• Problems to solve:
1) In the Washington Post article about David Quiroz's weight, how much did he weigh last fall?
2) Carry on the Washington Post article about David Quiroz's weight from the point where it stops.

• Given passage:
The Washington Post
By Brigid Schulte
Thursday, May 22, 2008
Getting Kids to Think About Changing Exercise, Eating Habits Is One Thing; Keeping Them on Track Is Another
Marisol Quiroz watched in alarm as her overweight son ballooned 50 pounds in a year. She had taken him to doctors and nutritionists who told her to make him stop eating so much but never told her how.
David Quiroz, 12, weighed 215 pounds last fall. Half his body mass was fat. His cholesterol was elevated, his blood pressure was too high and the sugar in his blood was hitting dangerous levels. He was well on his way to diabetes and heart disease before reaching high school. His mother made an appointment to see David's pediatrician alone. In tears, she told him she had no idea what to do.

Referring expression data:
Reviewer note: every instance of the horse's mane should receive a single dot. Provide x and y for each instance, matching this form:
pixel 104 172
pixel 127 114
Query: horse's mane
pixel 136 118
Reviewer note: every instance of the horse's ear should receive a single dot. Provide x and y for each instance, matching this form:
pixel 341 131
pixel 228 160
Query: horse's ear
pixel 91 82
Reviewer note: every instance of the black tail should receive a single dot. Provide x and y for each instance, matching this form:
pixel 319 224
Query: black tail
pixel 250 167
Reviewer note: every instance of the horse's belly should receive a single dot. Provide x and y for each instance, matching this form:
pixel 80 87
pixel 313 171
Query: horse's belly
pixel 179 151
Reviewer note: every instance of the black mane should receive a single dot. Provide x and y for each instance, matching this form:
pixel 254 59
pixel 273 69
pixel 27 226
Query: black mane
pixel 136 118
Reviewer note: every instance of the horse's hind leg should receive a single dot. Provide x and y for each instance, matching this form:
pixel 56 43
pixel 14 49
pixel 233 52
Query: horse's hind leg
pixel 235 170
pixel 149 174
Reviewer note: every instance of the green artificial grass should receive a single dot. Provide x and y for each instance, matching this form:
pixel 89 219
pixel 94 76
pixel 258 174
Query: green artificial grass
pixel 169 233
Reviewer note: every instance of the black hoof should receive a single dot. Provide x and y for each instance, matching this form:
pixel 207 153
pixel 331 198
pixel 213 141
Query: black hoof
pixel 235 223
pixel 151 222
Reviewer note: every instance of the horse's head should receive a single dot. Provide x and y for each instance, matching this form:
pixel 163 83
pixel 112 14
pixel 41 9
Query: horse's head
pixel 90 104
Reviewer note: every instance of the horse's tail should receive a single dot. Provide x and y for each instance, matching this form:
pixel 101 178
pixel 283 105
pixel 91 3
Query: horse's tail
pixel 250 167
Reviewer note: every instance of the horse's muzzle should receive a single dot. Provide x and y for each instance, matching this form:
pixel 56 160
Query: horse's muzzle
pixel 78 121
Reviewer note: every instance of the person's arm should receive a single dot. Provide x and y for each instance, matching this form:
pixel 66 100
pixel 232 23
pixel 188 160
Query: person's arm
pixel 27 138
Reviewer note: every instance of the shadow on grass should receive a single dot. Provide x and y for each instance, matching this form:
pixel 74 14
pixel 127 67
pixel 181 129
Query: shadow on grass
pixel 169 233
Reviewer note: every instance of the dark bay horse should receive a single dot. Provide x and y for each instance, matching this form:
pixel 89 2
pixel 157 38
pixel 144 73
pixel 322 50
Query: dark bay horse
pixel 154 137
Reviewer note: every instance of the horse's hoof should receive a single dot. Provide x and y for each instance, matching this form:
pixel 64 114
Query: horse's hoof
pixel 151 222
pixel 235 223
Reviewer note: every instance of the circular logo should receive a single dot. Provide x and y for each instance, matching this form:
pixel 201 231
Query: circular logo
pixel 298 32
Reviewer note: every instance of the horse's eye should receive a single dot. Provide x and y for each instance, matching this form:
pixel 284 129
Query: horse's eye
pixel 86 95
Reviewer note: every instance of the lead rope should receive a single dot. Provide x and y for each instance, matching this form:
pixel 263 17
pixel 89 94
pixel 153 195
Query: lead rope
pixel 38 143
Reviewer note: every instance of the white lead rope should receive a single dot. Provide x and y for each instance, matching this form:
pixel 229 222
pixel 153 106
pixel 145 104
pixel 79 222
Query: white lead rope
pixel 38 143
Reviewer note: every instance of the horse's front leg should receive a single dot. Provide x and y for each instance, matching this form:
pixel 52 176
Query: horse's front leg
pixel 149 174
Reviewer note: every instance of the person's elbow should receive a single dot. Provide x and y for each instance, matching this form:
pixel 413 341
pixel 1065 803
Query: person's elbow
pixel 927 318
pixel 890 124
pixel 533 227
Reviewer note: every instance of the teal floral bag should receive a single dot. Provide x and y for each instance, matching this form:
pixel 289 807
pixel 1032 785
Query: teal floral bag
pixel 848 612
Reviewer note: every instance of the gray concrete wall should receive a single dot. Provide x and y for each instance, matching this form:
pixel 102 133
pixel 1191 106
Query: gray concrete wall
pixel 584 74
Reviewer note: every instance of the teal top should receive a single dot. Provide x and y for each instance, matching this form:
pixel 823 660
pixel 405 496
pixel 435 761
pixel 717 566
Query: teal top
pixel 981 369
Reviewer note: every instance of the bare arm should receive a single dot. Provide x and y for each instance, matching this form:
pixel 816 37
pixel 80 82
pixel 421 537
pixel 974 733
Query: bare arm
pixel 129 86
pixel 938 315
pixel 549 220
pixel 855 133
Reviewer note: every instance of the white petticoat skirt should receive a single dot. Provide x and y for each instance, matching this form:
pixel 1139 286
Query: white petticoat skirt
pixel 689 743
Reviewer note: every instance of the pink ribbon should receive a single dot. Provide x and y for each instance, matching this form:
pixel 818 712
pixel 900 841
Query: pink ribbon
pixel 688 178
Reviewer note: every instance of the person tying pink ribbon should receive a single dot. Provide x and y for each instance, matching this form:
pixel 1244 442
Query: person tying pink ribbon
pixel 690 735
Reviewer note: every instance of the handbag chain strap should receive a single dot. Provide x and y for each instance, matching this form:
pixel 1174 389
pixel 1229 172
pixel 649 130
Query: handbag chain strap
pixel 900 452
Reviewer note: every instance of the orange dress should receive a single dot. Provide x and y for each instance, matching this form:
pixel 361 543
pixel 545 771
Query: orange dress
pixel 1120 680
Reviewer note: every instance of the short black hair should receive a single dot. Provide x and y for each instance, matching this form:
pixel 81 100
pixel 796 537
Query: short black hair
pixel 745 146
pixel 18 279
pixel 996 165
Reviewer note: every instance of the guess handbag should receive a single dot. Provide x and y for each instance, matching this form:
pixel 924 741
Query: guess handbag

• Numbered responses:
1) 215 pounds.

2)
She found out that the medical community does not really know, either. Doctors are great once a child becomes so obese that he or she develops diabetes or heart disease, critics said. But they have yet to figure out how to keep children from becoming obese or how to help them lose weight.
"We pediatricians do a fantastic job talking about food during a child's first year of life. We know precisely how much formula a 6-month-old needs because we've been concerned about failure to thrive. But we're not terribly good about what happens after that," said Nazrat M. Mirza, a pediatric endocrinologist at Children's National Medical Center in the District. "We pediatricians don't even talk about obesity."